Passage to read:
::::

[petsc-dev] Parallel Gauss - Seidel

Sun Jun 10 18:22:59 CDT 2012

On Jun 10, 2012, at 7:02 PM, Barry Smith wrote:

> 
> On Jun 10, 2012, at 5:54 PM, Mark F. Adams wrote:
> 
>> Barry,
>> 
>> Your algorithm is the classic CS algorithm.  My algorithms exploits the (low dimensional) geometric nature of our graphs.  Assuming you have a decent partitioning, as Jed says, you have, for instance, "interior" vertices that have no external dependence so coloring them is silly.
> 
>    Sure absolutely in the MPI world. If you are going for vectorization it may not be silly.

Yes, but you are just in the same boat as Mat-Vec.  And you still have the freedom to do what you want even if you may end up coloring.

> 
>> The algorithm enforces only the (external) data dependencies that are required for correctness, which for normal PDE problems results in a far shorter dependency depth than generic coloring and leaves you some freedom to reorder for performance.
>> 
>> From a theoretically point of view there is actually a coloring in the algorithm but it is not obvious.  For instance, if there is only one vertex per process then it basically reverts to a coloring algorithm (although it is still asynchronous) where the processor IDs (in the way that I implement it for simplicity) are the "random" numbers that one can use for an MIS or coloring. 
> 
>   I think it would be useful to understand the algorithm exactly in terms of "block colorings?", "dependency graphs", ..... etc?
> 

I think of it entirely in terms of dependency graphs combined with the obvious intuition about the nature of PDE graphs.   The paper explains the algorithm in these terms exactly and it brings up its connection to graph coloring just out of theoretical/pedagogical interest.  There may be better or different ways to understand the algorithm ...

Mark

> 
>    Barry
> 
>> 
>> Mark
>> 
>> On Jun 10, 2012, at 1:36 PM, Jed Brown wrote:
>> 
>>> On Sun, Jun 10, 2012 at 12:30 PM, Barry Smith <bsmith at mcs.anl.gov> wrote:
>>>  For clarification it sounds like you color your matrix (with independent sets) and then march through the colors, each color gets smoothed (in parallel since they are independent) then on to the next color?
>>> 
>>> Not independent sets, just by data dependency. For example, everyone relaxes a block along the right boundary (implying an ordering that visits those blocks in rank order, except that those strips never touch each other so they can be done in parallel), then send the updated state to the proc on the right. While waiting for the message, he might smooth another set that does not have a data dependency. When a process receives the first message (from the proc to the left), it can relax that part. There is a picture in Mark's paper that should make the algorithm clear. This approach doesn't suffer from the atrocious memory access pattern of classical coloring; it's also asynchronous and completes with fewer messages in total.
>> 
> 
>

::::

Excerpts of location labeling data:

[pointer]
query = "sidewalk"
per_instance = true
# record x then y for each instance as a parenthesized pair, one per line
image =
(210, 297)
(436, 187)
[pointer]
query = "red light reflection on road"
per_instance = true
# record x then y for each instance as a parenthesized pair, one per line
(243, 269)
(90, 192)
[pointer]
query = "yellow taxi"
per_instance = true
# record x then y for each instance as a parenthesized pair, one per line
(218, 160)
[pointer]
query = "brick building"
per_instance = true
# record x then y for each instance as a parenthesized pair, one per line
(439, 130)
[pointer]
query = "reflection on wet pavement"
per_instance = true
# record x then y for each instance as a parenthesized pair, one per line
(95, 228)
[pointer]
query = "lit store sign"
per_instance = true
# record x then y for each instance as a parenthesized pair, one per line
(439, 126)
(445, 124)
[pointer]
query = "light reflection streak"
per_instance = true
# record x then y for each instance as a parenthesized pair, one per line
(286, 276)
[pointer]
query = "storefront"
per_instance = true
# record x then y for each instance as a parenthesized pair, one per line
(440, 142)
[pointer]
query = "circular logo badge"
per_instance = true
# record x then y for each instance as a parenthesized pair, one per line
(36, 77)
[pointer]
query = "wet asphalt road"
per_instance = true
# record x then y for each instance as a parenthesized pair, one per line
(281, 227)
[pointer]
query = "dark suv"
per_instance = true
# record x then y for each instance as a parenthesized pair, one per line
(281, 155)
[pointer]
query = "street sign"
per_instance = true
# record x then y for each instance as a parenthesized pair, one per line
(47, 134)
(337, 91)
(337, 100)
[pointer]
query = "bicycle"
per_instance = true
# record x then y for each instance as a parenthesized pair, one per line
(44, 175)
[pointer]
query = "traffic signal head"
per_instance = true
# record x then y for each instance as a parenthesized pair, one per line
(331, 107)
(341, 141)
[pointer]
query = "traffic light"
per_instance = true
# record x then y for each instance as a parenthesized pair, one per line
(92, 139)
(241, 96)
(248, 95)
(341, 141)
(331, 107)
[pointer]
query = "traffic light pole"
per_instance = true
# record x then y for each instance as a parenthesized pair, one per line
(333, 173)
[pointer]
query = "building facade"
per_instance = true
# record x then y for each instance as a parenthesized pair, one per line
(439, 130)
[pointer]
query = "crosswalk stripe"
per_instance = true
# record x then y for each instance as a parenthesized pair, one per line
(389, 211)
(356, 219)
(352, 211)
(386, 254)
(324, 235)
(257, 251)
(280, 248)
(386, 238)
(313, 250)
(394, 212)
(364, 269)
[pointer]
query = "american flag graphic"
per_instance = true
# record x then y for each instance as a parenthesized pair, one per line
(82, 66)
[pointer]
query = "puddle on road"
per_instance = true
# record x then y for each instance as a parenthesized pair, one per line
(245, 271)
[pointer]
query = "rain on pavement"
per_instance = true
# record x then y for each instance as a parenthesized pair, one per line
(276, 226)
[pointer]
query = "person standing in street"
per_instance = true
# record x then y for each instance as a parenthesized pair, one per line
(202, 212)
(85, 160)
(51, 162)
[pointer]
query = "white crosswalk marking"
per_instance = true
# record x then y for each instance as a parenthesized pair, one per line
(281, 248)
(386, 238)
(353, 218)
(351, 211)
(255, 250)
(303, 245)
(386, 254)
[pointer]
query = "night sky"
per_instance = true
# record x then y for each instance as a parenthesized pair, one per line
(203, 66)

::::

Exercises to complete:
**1)** Edit the parallel Gauss-Seidel thread from "Sun Jun 10 18:22:59" up to and including "not be silly.", replacing "vectorization" with "SIMD processing".
**2)** Report every line of the listing that contains the string "crosswalk", copying each one in full.

Solutions to the exercise:
**1)**
Sun Jun 10 18:22:59 CDT 2012

On Jun 10, 2012, at 7:02 PM, Barry Smith wrote:

> 
> On Jun 10, 2012, at 5:54 PM, Mark F. Adams wrote:
> 
>> Barry,
>> 
>> Your algorithm is the classic CS algorithm.  My algorithms exploits the (low dimensional) geometric nature of our graphs.  Assuming you have a decent partitioning, as Jed says, you have, for instance, "interior" vertices that have no external dependence so coloring them is silly.
> 
>    Sure absolutely in the MPI world. If you are going for SIMD processing it may not be silly.

**2)**
query = "crosswalk stripe"
query = "white crosswalk marking"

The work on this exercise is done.